# [Problem set]
A - Return the passage of the Calais visit post that begins at the words "Tuesday, 6 October" and stops after the words "mountain of clothes.", copied exactly.
B - Take the post about the Calais warehouse visit further, carrying on after its final sentence.

# [Text]
Tuesday, 6 October 2015

Calais Visit 2

Our first stop was at the L’auberge des migrants warehouse where we spent a couple of hours stocking up vans for the convoy we were joining for the afternoon’s distribution. We combined our blankets, sleeping bags and tents with those of others so that each van only contained one type of item for a more efficient and quick distribution once at the jungle. Other items were put in their relevant categories in the warehouse where we joined other volunteers sorting through the mountain of clothes.

Donations at L'Auberge des Migrants

More donations were arriving all the time and lots more people are desperately needed to help with sorting through it all, so that it’s possible to get it where it’s needed in the camp. If anyone’s got any days to spare- the warehouse needs you! I filled my empty car with items not required, to bring them back home instead of adding to the growing disposal issue in the warehouse. An enormous truckload of pallets turned up which was brilliant as shelter-building is the big thing in Calais over the next couple of months. The pallets are making great floors for the new structures which are rapidly going up each day in the camp.

[Referring expression pointing data]
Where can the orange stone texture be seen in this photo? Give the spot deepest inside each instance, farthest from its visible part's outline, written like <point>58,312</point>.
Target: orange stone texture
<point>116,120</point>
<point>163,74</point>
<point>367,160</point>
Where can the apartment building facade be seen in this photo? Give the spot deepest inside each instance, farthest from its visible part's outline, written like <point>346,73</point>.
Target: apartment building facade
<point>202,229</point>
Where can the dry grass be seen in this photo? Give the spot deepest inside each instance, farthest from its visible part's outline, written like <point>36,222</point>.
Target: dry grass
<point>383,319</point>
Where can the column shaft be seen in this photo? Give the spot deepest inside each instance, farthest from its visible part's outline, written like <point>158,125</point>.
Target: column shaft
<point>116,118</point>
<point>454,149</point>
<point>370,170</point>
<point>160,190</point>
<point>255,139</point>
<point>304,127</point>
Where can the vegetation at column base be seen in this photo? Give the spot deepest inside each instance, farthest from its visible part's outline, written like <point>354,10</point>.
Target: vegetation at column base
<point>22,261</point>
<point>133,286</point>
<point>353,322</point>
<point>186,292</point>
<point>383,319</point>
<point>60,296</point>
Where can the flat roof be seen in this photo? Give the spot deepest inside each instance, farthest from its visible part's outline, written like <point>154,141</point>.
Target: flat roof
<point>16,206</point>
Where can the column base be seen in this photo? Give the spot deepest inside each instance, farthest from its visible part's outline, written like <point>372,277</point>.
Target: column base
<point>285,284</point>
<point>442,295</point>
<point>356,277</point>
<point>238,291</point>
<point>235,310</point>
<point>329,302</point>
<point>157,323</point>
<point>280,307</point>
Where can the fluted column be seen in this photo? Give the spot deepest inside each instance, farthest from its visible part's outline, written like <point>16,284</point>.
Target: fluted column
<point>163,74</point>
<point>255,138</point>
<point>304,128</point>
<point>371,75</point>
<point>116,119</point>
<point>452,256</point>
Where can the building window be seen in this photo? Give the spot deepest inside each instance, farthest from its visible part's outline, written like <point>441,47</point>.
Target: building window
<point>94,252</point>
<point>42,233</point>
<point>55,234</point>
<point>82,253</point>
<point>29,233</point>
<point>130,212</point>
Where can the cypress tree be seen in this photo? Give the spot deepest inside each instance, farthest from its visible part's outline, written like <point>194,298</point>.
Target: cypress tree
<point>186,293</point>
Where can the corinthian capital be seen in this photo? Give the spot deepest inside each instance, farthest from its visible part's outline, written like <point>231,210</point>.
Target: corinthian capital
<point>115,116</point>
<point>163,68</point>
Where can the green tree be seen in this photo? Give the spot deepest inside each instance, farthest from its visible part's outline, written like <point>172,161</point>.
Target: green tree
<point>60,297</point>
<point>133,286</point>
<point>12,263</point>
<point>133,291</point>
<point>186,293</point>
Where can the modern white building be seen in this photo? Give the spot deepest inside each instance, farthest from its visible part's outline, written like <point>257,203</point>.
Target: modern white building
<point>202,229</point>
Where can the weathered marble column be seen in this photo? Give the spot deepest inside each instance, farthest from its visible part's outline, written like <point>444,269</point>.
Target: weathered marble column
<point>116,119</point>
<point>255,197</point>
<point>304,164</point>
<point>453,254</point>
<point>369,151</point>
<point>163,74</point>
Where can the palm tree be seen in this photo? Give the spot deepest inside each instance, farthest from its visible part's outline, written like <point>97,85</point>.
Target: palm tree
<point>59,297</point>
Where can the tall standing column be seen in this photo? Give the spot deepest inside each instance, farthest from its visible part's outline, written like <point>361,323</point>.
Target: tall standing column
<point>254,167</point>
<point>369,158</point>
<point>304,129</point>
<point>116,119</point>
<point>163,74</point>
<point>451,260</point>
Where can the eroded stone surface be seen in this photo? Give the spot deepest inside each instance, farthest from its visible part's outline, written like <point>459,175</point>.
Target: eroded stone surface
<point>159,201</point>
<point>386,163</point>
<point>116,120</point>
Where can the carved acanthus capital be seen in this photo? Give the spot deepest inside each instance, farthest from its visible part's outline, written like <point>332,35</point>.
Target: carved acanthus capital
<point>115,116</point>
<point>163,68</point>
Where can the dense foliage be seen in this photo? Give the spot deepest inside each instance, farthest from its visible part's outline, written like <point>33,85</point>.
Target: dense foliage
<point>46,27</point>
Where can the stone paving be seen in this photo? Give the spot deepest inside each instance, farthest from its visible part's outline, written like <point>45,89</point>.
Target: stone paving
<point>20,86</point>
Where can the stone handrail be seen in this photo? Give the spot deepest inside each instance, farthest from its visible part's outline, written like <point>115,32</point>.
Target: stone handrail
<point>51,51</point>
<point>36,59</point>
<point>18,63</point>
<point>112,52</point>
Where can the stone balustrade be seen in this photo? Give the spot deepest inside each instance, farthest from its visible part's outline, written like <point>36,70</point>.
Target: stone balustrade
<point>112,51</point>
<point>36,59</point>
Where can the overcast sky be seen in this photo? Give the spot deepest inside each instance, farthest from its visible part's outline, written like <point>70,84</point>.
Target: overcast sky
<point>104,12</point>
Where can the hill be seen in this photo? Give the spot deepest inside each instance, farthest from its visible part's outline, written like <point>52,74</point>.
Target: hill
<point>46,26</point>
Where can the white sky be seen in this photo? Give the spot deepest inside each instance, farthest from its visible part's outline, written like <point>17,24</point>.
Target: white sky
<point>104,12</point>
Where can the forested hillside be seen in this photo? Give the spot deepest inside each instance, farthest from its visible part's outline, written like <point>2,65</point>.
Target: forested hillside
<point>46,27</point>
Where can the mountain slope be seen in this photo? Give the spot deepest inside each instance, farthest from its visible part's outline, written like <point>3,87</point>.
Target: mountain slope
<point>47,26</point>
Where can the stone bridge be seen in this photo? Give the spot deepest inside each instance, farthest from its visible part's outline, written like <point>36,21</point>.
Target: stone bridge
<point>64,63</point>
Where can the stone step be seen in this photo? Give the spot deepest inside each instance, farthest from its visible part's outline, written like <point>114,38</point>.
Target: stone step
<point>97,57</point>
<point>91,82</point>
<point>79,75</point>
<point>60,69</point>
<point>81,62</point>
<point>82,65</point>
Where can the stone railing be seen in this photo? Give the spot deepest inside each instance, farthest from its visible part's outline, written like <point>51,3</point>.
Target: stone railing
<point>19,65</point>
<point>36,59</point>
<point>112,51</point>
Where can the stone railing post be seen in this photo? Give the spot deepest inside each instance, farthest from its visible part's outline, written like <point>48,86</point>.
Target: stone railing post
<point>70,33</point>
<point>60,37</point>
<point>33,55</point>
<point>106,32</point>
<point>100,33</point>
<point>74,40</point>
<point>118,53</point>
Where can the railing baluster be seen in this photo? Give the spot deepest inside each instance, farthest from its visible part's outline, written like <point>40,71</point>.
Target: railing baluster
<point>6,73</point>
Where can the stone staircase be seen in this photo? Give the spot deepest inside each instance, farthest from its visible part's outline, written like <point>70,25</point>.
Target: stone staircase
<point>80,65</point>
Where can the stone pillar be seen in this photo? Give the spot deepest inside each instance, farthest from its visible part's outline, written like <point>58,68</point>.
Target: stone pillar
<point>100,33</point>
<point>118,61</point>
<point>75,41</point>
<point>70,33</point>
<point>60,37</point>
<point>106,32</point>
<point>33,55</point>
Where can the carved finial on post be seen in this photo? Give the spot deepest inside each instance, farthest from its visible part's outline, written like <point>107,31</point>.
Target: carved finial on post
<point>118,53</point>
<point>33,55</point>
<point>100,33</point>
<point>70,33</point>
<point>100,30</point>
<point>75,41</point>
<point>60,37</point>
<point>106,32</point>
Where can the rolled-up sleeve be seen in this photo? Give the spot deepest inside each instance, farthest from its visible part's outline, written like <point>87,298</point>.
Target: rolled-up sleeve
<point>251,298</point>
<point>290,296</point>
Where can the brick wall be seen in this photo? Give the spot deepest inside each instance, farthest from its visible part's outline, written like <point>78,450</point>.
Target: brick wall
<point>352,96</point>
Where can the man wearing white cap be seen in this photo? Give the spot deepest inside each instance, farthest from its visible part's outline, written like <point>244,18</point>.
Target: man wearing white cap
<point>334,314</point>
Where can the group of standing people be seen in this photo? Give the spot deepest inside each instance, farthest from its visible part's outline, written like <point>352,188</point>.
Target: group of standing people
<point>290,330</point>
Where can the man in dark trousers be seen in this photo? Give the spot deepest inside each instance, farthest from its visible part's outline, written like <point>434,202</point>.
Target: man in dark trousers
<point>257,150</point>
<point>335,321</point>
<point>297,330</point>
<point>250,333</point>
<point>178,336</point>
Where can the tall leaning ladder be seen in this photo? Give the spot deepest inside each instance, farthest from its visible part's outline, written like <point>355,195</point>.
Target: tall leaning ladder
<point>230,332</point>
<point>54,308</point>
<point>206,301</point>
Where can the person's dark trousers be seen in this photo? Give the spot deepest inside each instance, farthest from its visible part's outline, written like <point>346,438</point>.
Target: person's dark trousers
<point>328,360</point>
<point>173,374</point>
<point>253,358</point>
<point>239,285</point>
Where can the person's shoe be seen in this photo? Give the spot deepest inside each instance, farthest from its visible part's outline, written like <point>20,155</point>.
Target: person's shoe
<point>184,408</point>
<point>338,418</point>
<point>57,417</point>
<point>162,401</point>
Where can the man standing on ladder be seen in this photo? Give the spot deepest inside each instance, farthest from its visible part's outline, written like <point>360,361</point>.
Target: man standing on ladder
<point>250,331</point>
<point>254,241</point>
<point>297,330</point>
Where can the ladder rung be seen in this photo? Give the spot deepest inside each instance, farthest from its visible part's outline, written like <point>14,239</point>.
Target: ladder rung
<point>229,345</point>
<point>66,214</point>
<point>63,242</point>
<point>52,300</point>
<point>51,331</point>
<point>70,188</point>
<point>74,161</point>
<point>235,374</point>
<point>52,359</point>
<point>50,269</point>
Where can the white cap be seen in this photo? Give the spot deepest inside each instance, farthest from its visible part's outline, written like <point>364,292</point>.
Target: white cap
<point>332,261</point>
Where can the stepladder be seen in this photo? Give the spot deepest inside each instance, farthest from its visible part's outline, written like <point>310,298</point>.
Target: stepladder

# [Set of answers]
A -
Tuesday, 6 October 2015

Calais Visit 2

Our first stop was at the L’auberge des migrants warehouse where we spent a couple of hours stocking up vans for the convoy we were joining for the afternoon’s distribution. We combined our blankets, sleeping bags and tents with those of others so that each van only contained one type of item for a more efficient and quick distribution once at the jungle. Other items were put in their relevant categories in the warehouse where we joined other volunteers sorting through the mountain of clothes.

B -
Once in the camp the vans were opened one at a time or far enough away from each other so as to keep things as calm as possible. People formed the familiar lines behind the vans and if not helping with the actual distribution procedure we took the opportunity to chat a bit with people who were waiting. I was struck by how much joking, laughter and smiles were shared with us, the ability of people to keep such a strong sense of humour under the harsh and awful conditions they are surviving in. Others talked of their journeys or their families elsewhere. It’s hard to hold back the tears. The man who wanted to show us his phone video of his children left behind in Syria, film of them laughing and in his arms, “I miss them so much”. Saying he hadn’t been able to speak to them for a week now and had heard there had been a bomb just a couple of houses away. He had felt the journey could be more dangerous for them so he left first to try and secure a safe home in the UK which he could bring them to. How hard to weigh up the least dangerous decision of only inherently dangerous options.

Another thing which was striking over our visit was the generosity of people. People wanting to share their small amount of food or make us tea, serve us a meal, offer a chair to sit on... So many greetings “Hello, how are you?”and shaking of hands. Constantly feeling humbled by the people we meet.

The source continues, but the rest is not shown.